▶ [What is required]: Your answer should be the exact lines of the data below from the one containing "# indicate the chair" through the one containing "column 546, row 689"; please include nothing else.

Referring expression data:
________

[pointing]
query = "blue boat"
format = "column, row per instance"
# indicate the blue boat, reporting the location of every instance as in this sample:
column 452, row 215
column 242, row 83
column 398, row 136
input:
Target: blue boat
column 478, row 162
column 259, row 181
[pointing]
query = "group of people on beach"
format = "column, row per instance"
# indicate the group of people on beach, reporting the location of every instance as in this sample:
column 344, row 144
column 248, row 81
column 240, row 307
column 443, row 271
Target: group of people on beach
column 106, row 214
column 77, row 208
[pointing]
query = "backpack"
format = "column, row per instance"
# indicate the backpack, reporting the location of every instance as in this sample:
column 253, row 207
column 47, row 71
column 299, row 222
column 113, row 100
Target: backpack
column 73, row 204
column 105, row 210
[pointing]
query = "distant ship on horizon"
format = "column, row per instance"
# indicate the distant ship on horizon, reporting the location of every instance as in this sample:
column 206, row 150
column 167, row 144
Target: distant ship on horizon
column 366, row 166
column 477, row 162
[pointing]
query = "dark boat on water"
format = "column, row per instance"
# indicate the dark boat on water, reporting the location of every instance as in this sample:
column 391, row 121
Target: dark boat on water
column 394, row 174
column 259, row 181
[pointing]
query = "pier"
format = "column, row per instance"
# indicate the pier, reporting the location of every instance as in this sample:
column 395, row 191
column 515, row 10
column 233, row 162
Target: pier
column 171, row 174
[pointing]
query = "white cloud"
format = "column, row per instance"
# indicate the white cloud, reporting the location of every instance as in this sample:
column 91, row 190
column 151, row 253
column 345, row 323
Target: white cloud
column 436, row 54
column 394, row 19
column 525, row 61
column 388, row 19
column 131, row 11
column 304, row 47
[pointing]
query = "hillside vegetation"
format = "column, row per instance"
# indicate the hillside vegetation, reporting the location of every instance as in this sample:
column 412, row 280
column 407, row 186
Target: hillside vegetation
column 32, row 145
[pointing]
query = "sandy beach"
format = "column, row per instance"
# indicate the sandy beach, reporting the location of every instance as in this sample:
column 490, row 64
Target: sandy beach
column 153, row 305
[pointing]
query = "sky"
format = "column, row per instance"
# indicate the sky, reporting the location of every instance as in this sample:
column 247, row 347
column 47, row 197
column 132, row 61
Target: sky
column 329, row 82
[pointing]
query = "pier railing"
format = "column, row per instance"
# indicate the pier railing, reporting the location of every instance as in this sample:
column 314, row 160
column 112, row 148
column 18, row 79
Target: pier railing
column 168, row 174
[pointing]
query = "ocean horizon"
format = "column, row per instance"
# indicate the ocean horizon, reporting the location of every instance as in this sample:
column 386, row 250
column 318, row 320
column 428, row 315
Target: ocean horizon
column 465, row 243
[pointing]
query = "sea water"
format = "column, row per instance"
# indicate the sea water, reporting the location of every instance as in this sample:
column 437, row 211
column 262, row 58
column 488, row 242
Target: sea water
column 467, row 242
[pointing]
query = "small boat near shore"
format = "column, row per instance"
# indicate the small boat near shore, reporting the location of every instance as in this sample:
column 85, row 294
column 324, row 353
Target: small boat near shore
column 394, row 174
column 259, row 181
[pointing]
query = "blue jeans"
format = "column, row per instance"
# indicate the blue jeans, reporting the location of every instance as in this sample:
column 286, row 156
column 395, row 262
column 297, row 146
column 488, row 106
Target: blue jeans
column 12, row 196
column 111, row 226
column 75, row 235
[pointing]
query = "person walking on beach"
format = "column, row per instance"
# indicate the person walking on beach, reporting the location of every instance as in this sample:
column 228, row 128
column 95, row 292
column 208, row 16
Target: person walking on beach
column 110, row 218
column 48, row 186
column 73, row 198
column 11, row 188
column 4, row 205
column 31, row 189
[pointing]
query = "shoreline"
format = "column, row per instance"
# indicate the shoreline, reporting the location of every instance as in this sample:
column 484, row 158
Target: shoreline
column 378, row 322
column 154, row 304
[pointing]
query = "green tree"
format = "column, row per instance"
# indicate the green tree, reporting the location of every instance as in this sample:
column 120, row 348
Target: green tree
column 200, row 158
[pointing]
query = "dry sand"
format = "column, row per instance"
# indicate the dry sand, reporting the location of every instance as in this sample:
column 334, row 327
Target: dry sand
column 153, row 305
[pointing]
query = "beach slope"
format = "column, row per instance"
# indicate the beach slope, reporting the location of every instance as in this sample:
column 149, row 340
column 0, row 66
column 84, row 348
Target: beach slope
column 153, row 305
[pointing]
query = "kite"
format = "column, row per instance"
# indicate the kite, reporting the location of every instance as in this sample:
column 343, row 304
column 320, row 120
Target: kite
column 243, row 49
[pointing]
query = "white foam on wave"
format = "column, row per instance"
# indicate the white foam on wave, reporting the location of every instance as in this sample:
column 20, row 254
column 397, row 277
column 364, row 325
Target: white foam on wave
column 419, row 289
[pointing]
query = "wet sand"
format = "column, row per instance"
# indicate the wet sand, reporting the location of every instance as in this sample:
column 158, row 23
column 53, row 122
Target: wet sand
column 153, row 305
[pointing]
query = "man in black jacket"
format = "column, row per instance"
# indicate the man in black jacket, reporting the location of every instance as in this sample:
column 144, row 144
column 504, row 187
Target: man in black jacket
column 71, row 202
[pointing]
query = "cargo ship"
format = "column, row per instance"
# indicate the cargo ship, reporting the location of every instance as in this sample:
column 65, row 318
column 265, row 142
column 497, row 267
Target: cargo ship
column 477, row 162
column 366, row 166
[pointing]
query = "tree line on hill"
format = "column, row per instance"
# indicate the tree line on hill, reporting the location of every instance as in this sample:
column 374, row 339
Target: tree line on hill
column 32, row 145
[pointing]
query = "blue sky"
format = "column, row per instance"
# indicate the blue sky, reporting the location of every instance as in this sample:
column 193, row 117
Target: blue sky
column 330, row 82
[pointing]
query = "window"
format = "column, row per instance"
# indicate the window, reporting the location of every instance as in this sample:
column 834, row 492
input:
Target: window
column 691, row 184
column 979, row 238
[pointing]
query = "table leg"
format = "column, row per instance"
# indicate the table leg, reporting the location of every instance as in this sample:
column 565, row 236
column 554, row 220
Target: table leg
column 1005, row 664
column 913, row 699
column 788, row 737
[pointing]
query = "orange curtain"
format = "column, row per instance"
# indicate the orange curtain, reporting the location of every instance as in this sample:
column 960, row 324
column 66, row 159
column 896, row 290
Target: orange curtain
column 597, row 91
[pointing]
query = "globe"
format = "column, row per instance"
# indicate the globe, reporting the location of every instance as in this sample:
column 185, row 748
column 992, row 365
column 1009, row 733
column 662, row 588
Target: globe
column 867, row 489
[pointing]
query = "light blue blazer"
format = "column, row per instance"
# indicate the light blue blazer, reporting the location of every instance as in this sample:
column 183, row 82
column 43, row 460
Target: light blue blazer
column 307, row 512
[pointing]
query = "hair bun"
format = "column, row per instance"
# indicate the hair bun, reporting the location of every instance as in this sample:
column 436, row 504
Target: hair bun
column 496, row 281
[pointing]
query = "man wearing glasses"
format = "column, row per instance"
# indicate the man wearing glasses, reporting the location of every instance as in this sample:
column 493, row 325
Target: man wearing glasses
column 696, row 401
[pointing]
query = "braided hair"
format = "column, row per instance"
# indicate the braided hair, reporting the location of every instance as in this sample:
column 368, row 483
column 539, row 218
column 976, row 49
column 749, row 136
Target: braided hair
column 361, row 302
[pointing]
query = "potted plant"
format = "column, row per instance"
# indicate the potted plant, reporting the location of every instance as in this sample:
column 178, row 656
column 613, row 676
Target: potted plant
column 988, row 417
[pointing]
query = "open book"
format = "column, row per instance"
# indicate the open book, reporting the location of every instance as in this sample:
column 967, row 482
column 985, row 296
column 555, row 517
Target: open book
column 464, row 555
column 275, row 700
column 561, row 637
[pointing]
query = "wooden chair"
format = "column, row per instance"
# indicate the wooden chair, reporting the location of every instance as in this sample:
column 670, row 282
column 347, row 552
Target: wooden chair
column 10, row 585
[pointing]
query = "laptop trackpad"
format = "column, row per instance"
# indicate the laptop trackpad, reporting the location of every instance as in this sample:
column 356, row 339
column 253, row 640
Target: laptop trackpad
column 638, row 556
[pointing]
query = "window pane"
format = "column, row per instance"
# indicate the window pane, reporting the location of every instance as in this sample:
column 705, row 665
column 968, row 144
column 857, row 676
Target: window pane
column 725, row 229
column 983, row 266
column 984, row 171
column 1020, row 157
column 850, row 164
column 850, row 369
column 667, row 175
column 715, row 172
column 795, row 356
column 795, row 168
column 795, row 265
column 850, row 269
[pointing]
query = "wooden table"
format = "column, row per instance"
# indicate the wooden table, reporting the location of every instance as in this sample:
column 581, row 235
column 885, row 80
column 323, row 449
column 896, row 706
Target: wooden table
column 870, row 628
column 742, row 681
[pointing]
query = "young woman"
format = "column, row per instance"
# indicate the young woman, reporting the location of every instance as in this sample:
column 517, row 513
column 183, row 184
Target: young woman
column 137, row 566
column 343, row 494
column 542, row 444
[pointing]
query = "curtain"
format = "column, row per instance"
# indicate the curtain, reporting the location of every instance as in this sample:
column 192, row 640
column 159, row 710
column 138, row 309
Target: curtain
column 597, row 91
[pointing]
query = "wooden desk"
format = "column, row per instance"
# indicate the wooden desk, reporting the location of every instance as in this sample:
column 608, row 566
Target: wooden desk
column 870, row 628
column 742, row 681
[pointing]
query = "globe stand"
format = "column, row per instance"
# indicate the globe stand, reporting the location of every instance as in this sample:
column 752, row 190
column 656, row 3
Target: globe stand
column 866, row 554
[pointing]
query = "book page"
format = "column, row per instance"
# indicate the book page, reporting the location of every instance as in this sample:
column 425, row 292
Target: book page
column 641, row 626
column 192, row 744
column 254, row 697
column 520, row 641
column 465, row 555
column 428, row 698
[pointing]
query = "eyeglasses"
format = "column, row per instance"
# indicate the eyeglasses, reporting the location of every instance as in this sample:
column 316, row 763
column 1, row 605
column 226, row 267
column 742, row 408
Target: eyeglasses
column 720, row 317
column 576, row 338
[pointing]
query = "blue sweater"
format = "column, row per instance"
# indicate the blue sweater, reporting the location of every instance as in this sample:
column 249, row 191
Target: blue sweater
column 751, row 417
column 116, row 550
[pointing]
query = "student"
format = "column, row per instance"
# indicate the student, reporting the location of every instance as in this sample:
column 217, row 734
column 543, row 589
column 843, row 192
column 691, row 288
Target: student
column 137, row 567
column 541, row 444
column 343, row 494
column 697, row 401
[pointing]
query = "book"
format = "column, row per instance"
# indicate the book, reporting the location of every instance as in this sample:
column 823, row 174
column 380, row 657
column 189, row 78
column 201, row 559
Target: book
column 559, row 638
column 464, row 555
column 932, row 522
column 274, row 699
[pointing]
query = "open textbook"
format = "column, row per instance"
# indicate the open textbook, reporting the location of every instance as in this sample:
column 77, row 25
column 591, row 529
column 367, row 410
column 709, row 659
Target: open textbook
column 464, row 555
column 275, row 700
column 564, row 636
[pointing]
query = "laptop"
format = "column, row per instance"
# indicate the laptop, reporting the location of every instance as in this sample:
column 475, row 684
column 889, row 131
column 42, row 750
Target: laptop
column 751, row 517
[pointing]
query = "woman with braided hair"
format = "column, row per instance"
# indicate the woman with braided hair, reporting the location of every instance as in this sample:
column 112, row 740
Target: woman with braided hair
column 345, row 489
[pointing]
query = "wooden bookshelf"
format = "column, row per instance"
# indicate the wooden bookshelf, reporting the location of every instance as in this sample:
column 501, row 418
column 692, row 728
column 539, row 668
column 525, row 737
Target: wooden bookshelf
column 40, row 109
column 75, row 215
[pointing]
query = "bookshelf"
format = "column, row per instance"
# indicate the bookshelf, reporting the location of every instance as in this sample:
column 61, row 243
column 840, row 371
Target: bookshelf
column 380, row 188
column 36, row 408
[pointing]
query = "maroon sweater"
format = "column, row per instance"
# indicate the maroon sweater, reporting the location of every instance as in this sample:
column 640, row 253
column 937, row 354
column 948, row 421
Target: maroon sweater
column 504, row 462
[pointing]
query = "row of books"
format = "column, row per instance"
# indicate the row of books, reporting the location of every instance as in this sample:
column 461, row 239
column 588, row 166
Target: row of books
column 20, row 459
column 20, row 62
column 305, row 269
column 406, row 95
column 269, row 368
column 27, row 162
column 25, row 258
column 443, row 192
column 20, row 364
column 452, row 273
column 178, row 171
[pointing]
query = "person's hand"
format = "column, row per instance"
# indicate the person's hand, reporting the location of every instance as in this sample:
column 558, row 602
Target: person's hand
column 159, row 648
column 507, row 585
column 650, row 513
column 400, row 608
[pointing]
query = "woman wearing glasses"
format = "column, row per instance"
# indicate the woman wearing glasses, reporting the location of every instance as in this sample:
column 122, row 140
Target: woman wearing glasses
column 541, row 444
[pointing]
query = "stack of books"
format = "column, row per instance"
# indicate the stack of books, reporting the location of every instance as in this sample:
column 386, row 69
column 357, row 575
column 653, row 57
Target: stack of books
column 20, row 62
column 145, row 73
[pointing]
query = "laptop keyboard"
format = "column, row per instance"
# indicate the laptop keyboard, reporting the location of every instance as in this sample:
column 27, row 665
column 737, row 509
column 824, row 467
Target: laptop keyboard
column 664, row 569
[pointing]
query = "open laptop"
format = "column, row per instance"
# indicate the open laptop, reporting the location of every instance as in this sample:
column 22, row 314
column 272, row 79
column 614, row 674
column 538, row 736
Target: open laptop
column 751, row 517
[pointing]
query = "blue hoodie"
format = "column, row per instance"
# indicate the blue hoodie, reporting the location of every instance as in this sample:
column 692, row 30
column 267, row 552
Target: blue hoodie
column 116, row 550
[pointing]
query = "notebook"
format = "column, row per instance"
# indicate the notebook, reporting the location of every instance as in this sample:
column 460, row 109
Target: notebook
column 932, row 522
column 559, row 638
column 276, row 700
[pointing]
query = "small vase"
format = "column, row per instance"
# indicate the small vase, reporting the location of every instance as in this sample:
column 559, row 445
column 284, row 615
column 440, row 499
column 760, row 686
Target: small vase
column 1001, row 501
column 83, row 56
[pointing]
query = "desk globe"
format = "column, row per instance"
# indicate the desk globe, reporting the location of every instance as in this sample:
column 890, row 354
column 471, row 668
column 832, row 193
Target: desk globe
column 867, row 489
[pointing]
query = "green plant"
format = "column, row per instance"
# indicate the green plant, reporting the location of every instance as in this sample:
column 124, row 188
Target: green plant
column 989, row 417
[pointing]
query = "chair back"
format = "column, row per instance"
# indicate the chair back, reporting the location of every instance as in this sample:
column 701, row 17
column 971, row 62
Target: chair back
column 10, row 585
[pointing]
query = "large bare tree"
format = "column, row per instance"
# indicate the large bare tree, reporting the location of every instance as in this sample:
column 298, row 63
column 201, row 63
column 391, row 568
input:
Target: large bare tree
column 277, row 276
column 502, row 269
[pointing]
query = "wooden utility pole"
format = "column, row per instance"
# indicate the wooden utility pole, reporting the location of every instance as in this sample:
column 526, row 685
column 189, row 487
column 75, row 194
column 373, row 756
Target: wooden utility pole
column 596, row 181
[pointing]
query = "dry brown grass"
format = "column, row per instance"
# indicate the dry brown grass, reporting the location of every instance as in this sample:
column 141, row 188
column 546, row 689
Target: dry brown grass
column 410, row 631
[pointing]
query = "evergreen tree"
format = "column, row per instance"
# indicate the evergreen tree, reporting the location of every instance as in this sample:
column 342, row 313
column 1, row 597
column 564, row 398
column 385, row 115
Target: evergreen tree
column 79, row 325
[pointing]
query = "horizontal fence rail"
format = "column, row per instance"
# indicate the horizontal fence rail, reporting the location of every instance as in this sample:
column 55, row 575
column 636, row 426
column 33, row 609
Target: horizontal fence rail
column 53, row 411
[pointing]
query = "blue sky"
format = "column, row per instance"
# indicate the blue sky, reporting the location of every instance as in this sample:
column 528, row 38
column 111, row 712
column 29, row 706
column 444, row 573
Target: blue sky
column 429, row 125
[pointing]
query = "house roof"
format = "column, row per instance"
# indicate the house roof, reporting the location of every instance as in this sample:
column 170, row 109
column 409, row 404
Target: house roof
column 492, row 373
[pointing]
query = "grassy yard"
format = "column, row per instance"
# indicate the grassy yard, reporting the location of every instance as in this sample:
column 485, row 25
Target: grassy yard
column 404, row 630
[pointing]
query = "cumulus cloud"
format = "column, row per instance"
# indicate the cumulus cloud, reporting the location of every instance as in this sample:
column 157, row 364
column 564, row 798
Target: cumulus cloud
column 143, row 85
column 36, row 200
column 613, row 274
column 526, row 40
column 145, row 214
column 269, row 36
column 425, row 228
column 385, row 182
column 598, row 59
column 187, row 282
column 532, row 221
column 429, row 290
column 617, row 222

________

▶ [Task result]:
# indicate the chair back, reporting the location of every instance as in this sample:
column 701, row 17
column 971, row 62
Target: chair back
column 10, row 585
[pointing]
query = "large bare tree"
format = "column, row per instance"
# indicate the large bare tree, reporting the location of every instance as in this sample:
column 298, row 63
column 201, row 63
column 391, row 568
input:
Target: large bare tree
column 277, row 276
column 502, row 269
[pointing]
query = "wooden utility pole"
format = "column, row per instance"
# indicate the wooden utility pole, reporting the location of every instance as in this sample:
column 526, row 685
column 189, row 487
column 75, row 194
column 373, row 756
Target: wooden utility pole
column 596, row 181
[pointing]
query = "dry brown grass"
format = "column, row per instance"
# indicate the dry brown grass, reporting the location of every instance as in this sample:
column 141, row 188
column 546, row 689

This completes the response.